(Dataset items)
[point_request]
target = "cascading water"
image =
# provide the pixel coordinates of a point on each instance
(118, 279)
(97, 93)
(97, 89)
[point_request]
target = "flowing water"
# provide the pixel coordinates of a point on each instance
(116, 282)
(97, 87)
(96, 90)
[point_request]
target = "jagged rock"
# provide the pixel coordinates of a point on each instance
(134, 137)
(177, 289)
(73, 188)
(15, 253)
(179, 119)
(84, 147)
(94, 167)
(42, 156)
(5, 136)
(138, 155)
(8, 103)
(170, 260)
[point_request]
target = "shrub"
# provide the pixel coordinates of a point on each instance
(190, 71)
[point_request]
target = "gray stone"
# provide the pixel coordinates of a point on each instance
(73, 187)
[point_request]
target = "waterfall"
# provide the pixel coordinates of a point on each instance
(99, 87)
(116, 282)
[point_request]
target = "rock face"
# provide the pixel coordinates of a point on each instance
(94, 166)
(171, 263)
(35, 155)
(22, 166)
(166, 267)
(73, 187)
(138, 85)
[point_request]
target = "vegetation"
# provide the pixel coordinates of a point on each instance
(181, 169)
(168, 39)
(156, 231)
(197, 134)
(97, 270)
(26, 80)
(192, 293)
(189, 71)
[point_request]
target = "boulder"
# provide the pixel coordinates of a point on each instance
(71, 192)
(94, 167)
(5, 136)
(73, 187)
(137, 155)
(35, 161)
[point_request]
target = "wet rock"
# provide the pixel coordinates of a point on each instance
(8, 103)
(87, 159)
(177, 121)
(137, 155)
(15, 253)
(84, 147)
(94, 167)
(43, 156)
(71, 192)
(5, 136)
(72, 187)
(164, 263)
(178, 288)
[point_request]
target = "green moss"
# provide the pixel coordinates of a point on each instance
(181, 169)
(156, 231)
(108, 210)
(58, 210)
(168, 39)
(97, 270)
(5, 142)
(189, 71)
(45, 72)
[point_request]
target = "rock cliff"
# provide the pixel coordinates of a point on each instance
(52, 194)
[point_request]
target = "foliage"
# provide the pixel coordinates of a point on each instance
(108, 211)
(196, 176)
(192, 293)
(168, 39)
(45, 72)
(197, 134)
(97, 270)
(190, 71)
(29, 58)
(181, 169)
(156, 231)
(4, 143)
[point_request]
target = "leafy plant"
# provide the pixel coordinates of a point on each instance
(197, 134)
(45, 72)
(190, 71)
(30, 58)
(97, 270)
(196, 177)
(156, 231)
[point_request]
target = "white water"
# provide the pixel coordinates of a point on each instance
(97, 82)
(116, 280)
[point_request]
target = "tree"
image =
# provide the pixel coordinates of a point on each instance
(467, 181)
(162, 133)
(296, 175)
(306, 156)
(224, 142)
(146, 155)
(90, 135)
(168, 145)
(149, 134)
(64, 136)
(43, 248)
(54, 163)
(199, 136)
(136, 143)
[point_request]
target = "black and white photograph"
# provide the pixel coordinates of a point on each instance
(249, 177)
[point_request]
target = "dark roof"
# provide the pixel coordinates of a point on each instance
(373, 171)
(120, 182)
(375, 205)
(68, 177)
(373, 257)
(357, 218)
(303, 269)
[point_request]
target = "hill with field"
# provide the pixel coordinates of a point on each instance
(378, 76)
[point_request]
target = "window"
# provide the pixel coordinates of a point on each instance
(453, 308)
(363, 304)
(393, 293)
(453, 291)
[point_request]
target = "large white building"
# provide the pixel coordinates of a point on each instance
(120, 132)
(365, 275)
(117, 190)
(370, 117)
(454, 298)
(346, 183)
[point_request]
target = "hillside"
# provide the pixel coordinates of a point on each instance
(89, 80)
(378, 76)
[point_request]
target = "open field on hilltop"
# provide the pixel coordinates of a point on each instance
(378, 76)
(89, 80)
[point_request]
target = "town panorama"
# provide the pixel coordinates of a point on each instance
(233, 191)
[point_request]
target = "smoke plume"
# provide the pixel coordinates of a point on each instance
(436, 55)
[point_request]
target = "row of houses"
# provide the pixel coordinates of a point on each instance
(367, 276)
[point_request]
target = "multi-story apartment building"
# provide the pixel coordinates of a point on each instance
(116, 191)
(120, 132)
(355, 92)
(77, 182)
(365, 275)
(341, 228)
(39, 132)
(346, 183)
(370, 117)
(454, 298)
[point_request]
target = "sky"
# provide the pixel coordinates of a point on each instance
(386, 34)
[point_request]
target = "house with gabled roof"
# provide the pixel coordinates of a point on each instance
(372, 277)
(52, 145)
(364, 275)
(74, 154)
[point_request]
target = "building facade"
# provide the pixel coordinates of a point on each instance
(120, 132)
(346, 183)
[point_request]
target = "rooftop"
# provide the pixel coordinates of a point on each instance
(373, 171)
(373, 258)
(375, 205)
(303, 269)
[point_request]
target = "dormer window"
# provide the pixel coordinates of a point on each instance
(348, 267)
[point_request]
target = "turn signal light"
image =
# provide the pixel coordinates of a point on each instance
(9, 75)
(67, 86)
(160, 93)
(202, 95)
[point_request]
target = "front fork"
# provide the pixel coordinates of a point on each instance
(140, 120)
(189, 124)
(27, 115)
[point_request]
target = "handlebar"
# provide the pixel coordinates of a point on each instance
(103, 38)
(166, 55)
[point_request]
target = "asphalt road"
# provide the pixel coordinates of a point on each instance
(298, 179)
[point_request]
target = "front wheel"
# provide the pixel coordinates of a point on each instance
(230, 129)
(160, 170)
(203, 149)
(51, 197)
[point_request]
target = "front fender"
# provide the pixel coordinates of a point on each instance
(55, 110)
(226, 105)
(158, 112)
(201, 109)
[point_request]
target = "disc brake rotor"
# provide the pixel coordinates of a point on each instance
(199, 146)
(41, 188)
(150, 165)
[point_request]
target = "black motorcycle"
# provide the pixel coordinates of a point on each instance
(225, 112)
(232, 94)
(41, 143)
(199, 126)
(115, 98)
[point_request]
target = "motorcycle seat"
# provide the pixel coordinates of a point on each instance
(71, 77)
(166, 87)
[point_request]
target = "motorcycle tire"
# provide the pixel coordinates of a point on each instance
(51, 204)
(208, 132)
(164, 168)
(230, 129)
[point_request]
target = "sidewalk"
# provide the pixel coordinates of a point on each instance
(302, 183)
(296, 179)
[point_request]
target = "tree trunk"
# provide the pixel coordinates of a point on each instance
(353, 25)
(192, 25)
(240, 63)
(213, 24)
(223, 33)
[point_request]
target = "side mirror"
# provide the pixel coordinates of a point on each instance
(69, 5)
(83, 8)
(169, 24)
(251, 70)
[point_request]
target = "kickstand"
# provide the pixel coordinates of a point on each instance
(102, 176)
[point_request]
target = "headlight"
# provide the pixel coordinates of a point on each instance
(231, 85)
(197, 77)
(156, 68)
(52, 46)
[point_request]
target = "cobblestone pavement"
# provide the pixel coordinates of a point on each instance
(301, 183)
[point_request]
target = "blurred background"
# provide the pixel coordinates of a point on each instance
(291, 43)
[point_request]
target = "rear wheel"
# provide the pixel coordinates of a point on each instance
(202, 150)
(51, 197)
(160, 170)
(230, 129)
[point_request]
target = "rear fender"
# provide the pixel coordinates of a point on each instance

Exercise brief: Retype the listing exactly, in full.

Output for this exercise:
[point_request]
target = "cascading water"
image =
# provide the pixel coordinates of a point on each instance
(118, 279)
(97, 93)
(97, 89)
[point_request]
target = "flowing water"
# provide the pixel coordinates of a point on each instance
(116, 282)
(97, 87)
(96, 90)
[point_request]
target = "jagged rock"
# provide the pixel coordinates of a point on each instance
(134, 137)
(177, 289)
(73, 188)
(15, 253)
(179, 119)
(84, 147)
(94, 167)
(42, 156)
(5, 136)
(138, 155)
(8, 103)
(170, 260)
[point_request]
target = "shrub"
# provide the pixel coordinates of a point on each instance
(190, 71)
[point_request]
target = "gray stone"
# provide the pixel coordinates of a point on each instance
(73, 187)
[point_request]
target = "waterfall"
# provide the pixel coordinates of a point on each instance
(99, 87)
(116, 282)
[point_request]
target = "rock face"
# provide the pixel coordinates of a point on each instance
(94, 166)
(171, 263)
(35, 155)
(22, 166)
(166, 267)
(73, 187)
(138, 85)
[point_request]
target = "vegetation"
# provide the pixel coordinates of a point on each instance
(181, 169)
(168, 39)
(156, 231)
(197, 134)
(97, 270)
(26, 80)
(192, 293)
(189, 71)
[point_request]
target = "boulder"
# provide the pixel coordinates of a point on each instance
(71, 192)
(94, 167)
(5, 136)
(73, 187)
(137, 155)
(35, 161)
[point_request]
target = "wet rock"
# provide the pixel coordinates of a point on each instance
(8, 103)
(87, 159)
(177, 121)
(137, 155)
(15, 253)
(84, 147)
(94, 167)
(43, 156)
(71, 192)
(5, 136)
(72, 187)
(164, 263)
(178, 288)
[point_request]
target = "green moss"
# provide the pixel coordinates of a point on each instance
(181, 169)
(156, 231)
(108, 210)
(58, 210)
(168, 39)
(97, 270)
(5, 142)
(189, 71)
(45, 72)
[point_request]
target = "rock cliff"
# provide the pixel coordinates of a point on each instance
(52, 194)
[point_request]
target = "foliage"
# provide the pixel coordinates of a point on each instance
(108, 211)
(196, 176)
(192, 293)
(168, 39)
(45, 72)
(197, 134)
(97, 270)
(190, 71)
(29, 58)
(181, 169)
(156, 231)
(4, 143)
[point_request]
target = "leafy plant"
# provide the pixel coordinates of a point on each instance
(197, 134)
(45, 72)
(190, 71)
(30, 58)
(97, 270)
(196, 177)
(156, 231)
[point_request]
target = "white water"
# provide the pixel coordinates of a point on each instance
(97, 82)
(116, 280)
[point_request]
target = "tree"
image =
# provide the pixel coordinates of a point on each instance
(467, 181)
(162, 133)
(296, 175)
(306, 156)
(224, 142)
(146, 155)
(90, 135)
(168, 145)
(149, 134)
(64, 136)
(43, 248)
(54, 163)
(199, 136)
(136, 143)
[point_request]
target = "black and white photograph"
# provide the pixel coordinates of a point on each instance
(249, 177)
[point_request]
target = "dark roof"
# provide the pixel coordinates of a point on each instance
(373, 171)
(120, 182)
(375, 205)
(68, 177)
(373, 257)
(357, 218)
(303, 269)
[point_request]
target = "hill with field"
# provide the pixel coordinates of a point on each instance
(378, 76)
[point_request]
target = "window"
# provide the pixel coordinates of a point on each instance
(453, 308)
(363, 304)
(393, 293)
(453, 291)
[point_request]
target = "large white building"
# provide the pixel coordinates of a point on each instance
(120, 132)
(365, 275)
(117, 190)
(370, 117)
(454, 298)
(346, 183)
[point_request]
target = "hillside"
# provide the pixel coordinates of a point on each instance
(89, 80)
(378, 76)
[point_request]
target = "open field on hilltop"
# provide the pixel coordinates of a point on each instance
(378, 76)
(89, 80)
[point_request]
target = "town panorama"
# provide the pixel coordinates of a point on each instance
(233, 191)
[point_request]
target = "smoke plume"
# provide the pixel coordinates of a point on each instance
(436, 55)
[point_request]
target = "row of houses"
# provide the pixel coordinates of a point on each instance
(367, 276)
[point_request]
target = "multi-story apartment building"
# provide the pixel coordinates of a point on each instance
(116, 191)
(120, 132)
(355, 92)
(77, 182)
(365, 275)
(341, 228)
(39, 132)
(346, 183)
(370, 117)
(454, 298)
[point_request]
target = "sky"
# provide the pixel coordinates of a point on each instance
(386, 34)
[point_request]
target = "house with gabled roof"
# provide the pixel coordinates of a point on each instance
(372, 277)
(52, 145)
(364, 275)
(74, 154)
[point_request]
target = "building facade"
# provide the pixel coordinates of a point on each instance
(120, 132)
(346, 183)
[point_request]
target = "rooftop"
# provide the pixel coordinates of a point on each instance
(373, 171)
(373, 258)
(375, 205)
(303, 269)
[point_request]
target = "dormer window"
# provide the pixel coordinates of a point on each instance
(348, 267)
[point_request]
target = "turn signal light"
image =
# provide the pixel coordinates of a point on each instance
(9, 75)
(67, 86)
(160, 93)
(202, 95)
[point_request]
target = "front fork"
# provide the pixel coordinates of a point on each instance
(140, 120)
(189, 124)
(27, 115)
[point_request]
target = "handlebar"
# provide the pixel coordinates of a point on each instance
(103, 38)
(166, 55)
[point_request]
target = "asphalt road"
# provide the pixel coordinates of a point on each instance
(298, 179)
[point_request]
target = "front wheel"
# provide the pixel coordinates of a point on each instance
(230, 129)
(160, 170)
(203, 149)
(51, 197)
[point_request]
target = "front fender"
# provide the pixel coordinates of a point on each instance
(55, 110)
(226, 105)
(158, 112)
(201, 109)
[point_request]
target = "disc brake rotor"
# provide the pixel coordinates of a point on each instance
(199, 146)
(41, 188)
(150, 165)
[point_request]
target = "black motorcycle"
# provide the pixel coordinates of a point on each instance
(225, 112)
(232, 94)
(41, 143)
(199, 126)
(115, 98)
[point_request]
target = "motorcycle seat"
# provide the pixel coordinates of a point on each instance
(71, 77)
(166, 87)
[point_request]
target = "motorcycle tire"
# provide the pixel coordinates of a point on each instance
(51, 204)
(208, 132)
(164, 168)
(230, 129)
[point_request]
target = "sidewalk"
# provide the pixel coordinates of a point on each instance
(302, 183)
(296, 179)
[point_request]
target = "tree trunk"
# provide the pixel coordinates of a point on each instance
(353, 25)
(192, 25)
(240, 63)
(213, 24)
(223, 33)
[point_request]
target = "side mirror"
# provide the pixel coordinates of a point on each instance
(69, 5)
(83, 8)
(169, 24)
(251, 70)
[point_request]
target = "kickstand"
# provide the pixel coordinates of a point on each instance
(102, 176)
[point_request]
target = "headlight"
# provide the pixel coordinates of a point on each instance
(231, 85)
(197, 77)
(156, 68)
(52, 46)
[point_request]
target = "cobblestone pavement"
# provide the pixel coordinates of a point on each instance
(301, 183)
[point_request]
target = "blurred background"
# provide the pixel coordinates of a point on each instance
(291, 43)
[point_request]
target = "rear wheel"
# provide the pixel coordinates of a point on each instance
(202, 150)
(51, 197)
(160, 170)
(230, 129)
[point_request]
target = "rear fender"
# provide the pixel coordinates of a point on each instance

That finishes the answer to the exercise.